## CONSIGNE 1
Recopiez mot pour mot le passage de l'extrait sur la radicalité de gauche, en commençant à « Les grandes illusions » et en terminant à « des anciennes idéologies. ».
## CONSIGNE 2
D'après l'extrait sur la radicalité de gauche, quelle notion permet d'unifier les mouvances intellectuelles disparates ?

## EXTRAIT DU DOCUMENT

Les grandes illusions idéologiques (marxisme, fascisme, nazisme) ont à peu près disparu. Mais une radicalité de gauche (écologisme radical, intersectionnalité, wokisme, racialisme, dévoiement du féminisme) est apparue, qui n’a apparemment aucune des caractéristiques des anciennes idéologies.
Il s’agit de mouvances intellectuelles disparates que la notion d’intersectionnalité permet d’unifier. En récupérant le concept d’analyse systémique à des fins purement politiciennes, l’intersectionnalité étudie les interrelations entre les facteurs de domination. Le capitalisme, le colonialisme, le racisme, le patriarcat se conjugueraient au détriment de dominés : travailleurs, non-Blancs ou racisés, migrants, femmes, etc.
Des contradictions fondamentales
Mais il ne suffit pas de prétendre qu’il existe un système de domination pour rassembler. Cette extrême gauche reste donc hétérogène structurellement et hétéroclite intellectuellement. Elle est traversée de contradictions majeures concernant les travailleurs, les femmes, les Blancs.

Entrées de données extraites:
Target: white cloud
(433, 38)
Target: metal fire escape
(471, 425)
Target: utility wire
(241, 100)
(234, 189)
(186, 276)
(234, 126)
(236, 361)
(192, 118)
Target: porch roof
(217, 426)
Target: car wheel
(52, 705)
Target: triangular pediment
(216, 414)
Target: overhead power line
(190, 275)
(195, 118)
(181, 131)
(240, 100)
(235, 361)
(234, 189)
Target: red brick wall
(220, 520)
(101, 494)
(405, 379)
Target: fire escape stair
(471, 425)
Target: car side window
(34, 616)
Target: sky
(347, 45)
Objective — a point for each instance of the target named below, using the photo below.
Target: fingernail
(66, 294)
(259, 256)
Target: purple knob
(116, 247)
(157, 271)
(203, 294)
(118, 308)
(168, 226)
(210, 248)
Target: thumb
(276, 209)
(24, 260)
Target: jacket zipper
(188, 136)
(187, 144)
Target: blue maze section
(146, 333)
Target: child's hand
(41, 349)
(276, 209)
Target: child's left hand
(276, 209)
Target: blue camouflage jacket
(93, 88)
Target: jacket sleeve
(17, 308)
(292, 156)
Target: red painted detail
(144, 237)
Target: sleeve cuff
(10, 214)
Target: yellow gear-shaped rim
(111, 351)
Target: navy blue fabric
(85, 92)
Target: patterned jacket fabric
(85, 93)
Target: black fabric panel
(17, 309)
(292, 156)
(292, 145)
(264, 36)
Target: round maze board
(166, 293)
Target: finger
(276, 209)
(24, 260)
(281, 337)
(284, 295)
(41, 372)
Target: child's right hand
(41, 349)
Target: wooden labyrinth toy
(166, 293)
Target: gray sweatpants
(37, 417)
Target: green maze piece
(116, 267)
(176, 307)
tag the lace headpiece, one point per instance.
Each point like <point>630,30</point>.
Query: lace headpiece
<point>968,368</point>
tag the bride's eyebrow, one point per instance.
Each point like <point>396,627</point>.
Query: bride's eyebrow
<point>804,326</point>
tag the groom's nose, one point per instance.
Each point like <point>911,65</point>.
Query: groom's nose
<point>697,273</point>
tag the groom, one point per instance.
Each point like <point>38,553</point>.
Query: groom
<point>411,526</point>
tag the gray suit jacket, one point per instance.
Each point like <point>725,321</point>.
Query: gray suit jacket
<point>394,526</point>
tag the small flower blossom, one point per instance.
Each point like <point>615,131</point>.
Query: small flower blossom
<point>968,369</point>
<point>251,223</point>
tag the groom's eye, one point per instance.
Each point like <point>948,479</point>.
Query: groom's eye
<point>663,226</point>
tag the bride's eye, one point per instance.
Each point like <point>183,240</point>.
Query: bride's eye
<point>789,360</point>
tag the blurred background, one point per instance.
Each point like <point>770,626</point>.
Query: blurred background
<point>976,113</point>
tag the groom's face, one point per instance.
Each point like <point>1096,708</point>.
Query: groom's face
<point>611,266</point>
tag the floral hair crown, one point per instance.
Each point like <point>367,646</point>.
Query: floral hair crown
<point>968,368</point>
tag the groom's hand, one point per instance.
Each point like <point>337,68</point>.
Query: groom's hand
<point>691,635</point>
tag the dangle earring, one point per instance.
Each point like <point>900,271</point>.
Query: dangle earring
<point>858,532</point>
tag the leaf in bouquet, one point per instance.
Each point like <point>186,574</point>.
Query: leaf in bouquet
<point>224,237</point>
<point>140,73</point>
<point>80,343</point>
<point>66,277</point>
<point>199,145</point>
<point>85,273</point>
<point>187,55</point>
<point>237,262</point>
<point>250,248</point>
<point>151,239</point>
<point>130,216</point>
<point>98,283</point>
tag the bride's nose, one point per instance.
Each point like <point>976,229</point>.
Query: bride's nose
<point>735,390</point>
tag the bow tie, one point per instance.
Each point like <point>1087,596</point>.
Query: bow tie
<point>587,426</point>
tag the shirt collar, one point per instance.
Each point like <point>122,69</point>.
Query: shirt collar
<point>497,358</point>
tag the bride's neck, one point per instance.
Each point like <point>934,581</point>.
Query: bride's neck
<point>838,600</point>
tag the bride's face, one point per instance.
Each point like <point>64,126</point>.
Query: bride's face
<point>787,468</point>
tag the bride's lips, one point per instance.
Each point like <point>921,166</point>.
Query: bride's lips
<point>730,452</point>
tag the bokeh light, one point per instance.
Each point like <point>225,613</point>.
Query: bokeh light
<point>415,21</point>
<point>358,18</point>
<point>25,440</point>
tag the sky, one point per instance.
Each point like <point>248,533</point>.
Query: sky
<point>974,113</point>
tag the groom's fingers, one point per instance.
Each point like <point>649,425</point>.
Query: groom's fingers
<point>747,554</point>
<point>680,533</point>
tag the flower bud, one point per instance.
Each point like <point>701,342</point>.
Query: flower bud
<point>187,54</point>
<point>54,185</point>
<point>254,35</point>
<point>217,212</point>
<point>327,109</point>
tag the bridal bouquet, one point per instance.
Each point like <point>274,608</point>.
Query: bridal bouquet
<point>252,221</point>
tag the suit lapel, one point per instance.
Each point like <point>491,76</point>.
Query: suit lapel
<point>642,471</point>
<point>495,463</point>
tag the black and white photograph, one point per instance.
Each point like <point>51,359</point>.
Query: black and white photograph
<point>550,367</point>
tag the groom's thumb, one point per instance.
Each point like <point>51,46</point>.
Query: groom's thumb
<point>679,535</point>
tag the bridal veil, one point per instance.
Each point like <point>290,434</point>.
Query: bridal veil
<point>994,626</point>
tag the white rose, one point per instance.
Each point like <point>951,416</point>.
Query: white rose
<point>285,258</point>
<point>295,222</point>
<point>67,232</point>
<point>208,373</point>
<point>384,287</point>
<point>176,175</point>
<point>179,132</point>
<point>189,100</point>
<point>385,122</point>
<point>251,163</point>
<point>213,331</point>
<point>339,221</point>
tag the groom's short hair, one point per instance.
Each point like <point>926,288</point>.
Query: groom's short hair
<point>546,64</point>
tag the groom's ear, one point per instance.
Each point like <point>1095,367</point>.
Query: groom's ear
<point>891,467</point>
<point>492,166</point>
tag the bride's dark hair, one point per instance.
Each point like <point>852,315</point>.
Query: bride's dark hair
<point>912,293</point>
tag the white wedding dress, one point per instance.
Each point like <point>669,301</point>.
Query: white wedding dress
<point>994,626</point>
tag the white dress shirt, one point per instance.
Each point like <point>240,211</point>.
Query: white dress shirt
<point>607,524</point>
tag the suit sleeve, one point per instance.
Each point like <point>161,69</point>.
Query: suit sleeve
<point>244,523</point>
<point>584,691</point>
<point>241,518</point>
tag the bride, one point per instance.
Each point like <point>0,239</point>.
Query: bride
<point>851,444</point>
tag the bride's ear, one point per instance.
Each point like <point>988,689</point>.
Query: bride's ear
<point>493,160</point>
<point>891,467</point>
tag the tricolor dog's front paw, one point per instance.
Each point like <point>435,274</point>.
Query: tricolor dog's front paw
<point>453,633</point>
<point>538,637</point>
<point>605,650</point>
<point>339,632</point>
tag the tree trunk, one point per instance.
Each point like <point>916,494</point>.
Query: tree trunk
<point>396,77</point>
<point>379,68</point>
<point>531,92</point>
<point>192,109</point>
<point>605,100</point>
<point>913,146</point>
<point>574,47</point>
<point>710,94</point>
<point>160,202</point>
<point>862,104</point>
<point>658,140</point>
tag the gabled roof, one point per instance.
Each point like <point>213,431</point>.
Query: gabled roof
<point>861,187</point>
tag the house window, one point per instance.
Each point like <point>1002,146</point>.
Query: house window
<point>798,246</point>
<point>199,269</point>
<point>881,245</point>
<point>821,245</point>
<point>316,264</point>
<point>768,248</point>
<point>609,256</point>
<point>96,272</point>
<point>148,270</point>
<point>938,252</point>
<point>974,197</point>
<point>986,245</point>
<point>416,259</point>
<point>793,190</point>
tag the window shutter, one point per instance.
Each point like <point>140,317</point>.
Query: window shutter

## RÉPONSE 1
Les grandes illusions idéologiques (marxisme, fascisme, nazisme) ont à peu près disparu. Mais une radicalité de gauche (écologisme radical, intersectionnalité, wokisme, racialisme, dévoiement du féminisme) est apparue, qui n’a apparemment aucune des caractéristiques des anciennes idéologies.

## RÉPONSE 2
La notion d'intersectionnalité.